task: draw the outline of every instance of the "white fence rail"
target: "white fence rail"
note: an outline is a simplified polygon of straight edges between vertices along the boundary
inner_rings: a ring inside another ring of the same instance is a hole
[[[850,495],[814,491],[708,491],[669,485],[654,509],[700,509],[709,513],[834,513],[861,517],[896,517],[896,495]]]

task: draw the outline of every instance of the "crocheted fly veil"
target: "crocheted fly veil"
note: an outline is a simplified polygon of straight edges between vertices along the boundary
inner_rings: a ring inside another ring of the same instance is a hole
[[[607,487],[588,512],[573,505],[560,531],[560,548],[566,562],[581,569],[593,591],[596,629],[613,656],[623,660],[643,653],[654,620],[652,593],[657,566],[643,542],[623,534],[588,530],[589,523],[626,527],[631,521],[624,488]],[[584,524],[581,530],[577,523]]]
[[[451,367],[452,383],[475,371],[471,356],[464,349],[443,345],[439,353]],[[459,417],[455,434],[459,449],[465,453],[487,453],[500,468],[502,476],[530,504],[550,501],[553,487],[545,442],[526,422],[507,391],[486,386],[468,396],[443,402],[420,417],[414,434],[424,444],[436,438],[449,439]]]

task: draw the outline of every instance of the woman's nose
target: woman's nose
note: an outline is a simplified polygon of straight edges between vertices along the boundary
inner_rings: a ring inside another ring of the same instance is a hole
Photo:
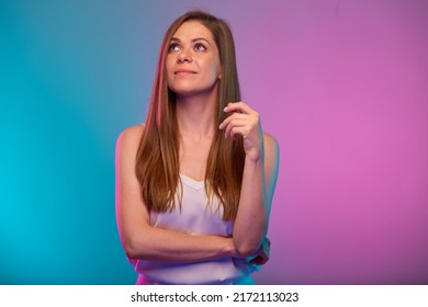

» **What is being asked**
Copy the rows verbatim, from the line containing "task: draw the outline of every instance of the woman's" through the end of the rows, including both ends. Leave the pictures out of your answer.

» **Output for this task**
task: draw the outline of every instance of the woman's nose
target: woman's nose
note: an outline is a simplified polygon of straight edges between vertices along the boundary
inner_rings: a ring inside another ring of the same instance is a hole
Photo:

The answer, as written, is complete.